> Provided entries
--*--

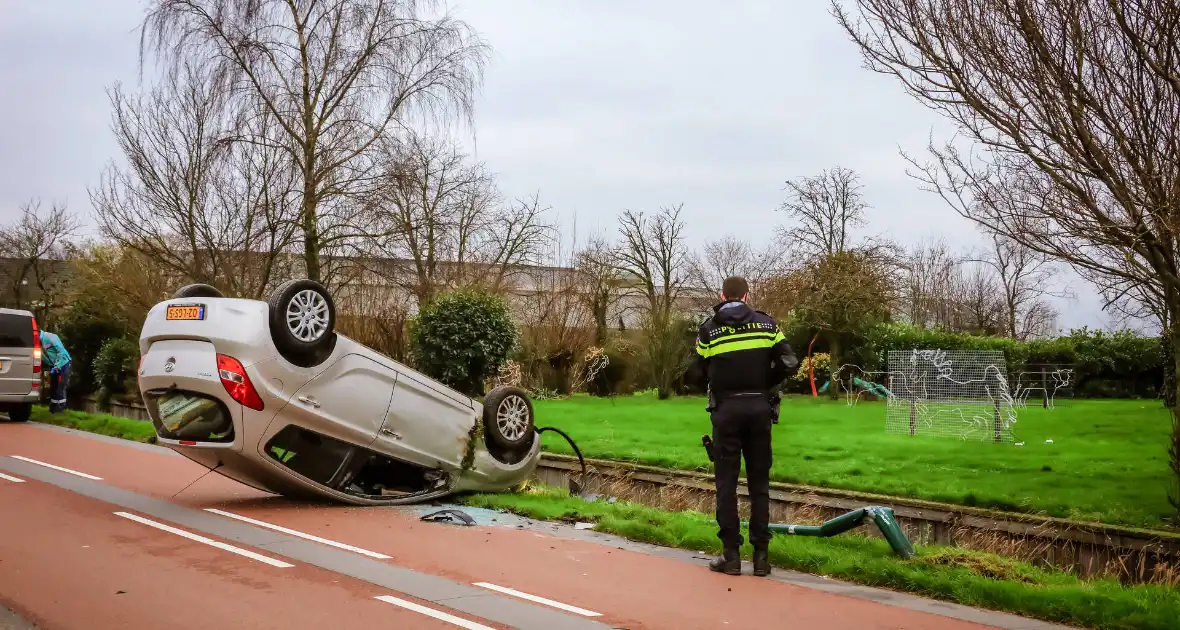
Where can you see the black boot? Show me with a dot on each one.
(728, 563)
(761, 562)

--*--

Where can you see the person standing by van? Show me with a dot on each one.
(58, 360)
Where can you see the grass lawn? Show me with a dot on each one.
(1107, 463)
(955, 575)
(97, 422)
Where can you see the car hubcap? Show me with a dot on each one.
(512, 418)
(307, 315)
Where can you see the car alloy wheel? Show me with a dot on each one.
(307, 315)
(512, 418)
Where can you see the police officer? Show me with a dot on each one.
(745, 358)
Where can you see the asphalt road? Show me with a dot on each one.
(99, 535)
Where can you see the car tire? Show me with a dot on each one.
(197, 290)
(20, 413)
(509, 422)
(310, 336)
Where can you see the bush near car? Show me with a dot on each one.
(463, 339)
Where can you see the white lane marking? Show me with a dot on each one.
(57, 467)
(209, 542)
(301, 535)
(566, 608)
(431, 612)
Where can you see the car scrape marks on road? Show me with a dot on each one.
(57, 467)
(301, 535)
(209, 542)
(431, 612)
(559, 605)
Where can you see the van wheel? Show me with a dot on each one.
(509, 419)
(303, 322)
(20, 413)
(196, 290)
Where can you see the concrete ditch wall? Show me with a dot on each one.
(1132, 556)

--*--

Copy out the lines of the listing word for word, starting at the line that contains "Where can you see the asphalt" and ending at the line that contains "(1132, 556)", and nothing else.

Where can you see the asphalt road? Show me with a dot on each one.
(99, 535)
Where can you see the car tire? Show me with a dot on each one.
(197, 290)
(20, 413)
(509, 422)
(310, 336)
Where can you see the bush near car? Show me with a dot on each one.
(463, 339)
Where can you see the white lane marking? Show me with a dot on each one.
(57, 467)
(209, 542)
(301, 535)
(566, 608)
(431, 612)
Where can you see the car scrape marks on road? Show me with a dot on each one.
(57, 467)
(301, 535)
(209, 542)
(431, 612)
(559, 605)
Where can you see the van wheel? Show me with a dot on each one.
(509, 419)
(303, 322)
(20, 413)
(196, 290)
Where can you see the concrete ditch wall? Show me with a dot on each one.
(1132, 556)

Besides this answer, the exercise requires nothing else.